Required work:
Rewrite the lines from the one holding "Question: In the image above, where is the shadowed" through the one holding "[95,287,189,341]", both included, swapping "tower" for "steeple" and keeping everything else unchanged.

Provided records:

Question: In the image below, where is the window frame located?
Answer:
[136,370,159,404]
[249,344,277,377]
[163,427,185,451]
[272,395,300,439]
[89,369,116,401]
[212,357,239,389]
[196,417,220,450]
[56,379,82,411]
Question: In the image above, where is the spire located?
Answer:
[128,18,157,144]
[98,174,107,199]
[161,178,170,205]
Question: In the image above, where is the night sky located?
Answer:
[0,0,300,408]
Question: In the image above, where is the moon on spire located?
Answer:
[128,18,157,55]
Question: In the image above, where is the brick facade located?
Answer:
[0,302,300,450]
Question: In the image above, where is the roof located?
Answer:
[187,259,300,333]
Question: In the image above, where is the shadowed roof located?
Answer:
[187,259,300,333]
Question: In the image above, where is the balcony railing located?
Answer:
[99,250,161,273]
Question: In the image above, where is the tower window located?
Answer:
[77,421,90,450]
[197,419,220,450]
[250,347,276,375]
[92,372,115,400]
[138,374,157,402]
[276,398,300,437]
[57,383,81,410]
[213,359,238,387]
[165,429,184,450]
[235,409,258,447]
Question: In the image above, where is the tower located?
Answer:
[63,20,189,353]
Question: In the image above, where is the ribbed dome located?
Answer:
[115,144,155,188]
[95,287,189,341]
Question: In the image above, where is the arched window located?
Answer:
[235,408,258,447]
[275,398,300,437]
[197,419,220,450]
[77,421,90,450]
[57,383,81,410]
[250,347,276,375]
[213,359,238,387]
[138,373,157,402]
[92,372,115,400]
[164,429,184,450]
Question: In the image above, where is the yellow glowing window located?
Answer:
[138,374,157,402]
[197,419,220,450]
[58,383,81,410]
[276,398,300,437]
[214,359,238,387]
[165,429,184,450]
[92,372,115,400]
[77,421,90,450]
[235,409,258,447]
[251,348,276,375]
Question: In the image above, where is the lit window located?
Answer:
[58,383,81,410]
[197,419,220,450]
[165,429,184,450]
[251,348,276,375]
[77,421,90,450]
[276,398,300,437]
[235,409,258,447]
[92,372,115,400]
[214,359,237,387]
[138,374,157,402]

Task output:
Question: In the image above, where is the shadowed roof located?
Answer:
[187,259,300,333]
Question: In the image above, where is the balcony railing located?
Answer:
[99,250,161,273]
Question: In the image above, where is the steeple window located?
Answer:
[77,421,90,450]
[197,419,220,450]
[250,347,276,375]
[92,372,115,400]
[138,374,157,402]
[276,398,300,437]
[57,383,81,410]
[213,359,238,387]
[165,429,184,450]
[235,409,258,447]
Question: In the image above, where is the steeple located?
Answer:
[63,20,189,353]
Question: In the image above, where is the ribbed dome located?
Answer:
[115,144,155,188]
[95,287,189,341]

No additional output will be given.